__Extracted material__
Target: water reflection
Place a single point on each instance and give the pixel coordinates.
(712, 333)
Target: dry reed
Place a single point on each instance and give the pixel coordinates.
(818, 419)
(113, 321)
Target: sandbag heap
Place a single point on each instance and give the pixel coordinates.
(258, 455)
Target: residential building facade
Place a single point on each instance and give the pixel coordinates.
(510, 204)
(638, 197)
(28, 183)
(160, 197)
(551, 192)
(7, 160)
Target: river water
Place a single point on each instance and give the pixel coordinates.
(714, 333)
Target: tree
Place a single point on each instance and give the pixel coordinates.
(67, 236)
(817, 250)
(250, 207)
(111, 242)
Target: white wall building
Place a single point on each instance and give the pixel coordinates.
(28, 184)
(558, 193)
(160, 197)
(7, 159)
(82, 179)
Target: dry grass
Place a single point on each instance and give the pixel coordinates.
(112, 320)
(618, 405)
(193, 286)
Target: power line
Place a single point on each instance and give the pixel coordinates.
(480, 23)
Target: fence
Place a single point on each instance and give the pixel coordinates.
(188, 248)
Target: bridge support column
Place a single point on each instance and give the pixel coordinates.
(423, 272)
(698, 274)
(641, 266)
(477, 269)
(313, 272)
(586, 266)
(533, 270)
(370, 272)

==

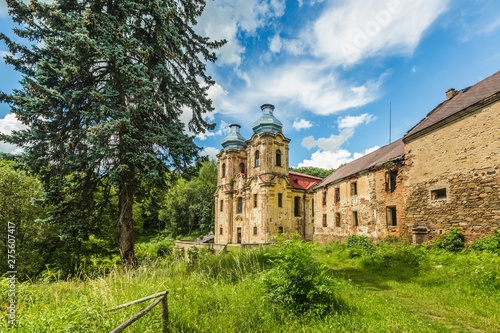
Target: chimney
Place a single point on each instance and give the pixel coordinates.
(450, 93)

__Exercise details__
From the line holding "Target: sandbag heap" to the line holding "Target: river water", inclusive, restate each line above exactly as written.

__Worked solution__
Target: sandbag heap
Place a single point on each instance and give the pixel coordinates.
(258, 455)
Target: residential building facade
Place a single point on each instance and give the pixel coordinates.
(510, 204)
(638, 197)
(28, 183)
(160, 197)
(551, 192)
(7, 160)
Target: river water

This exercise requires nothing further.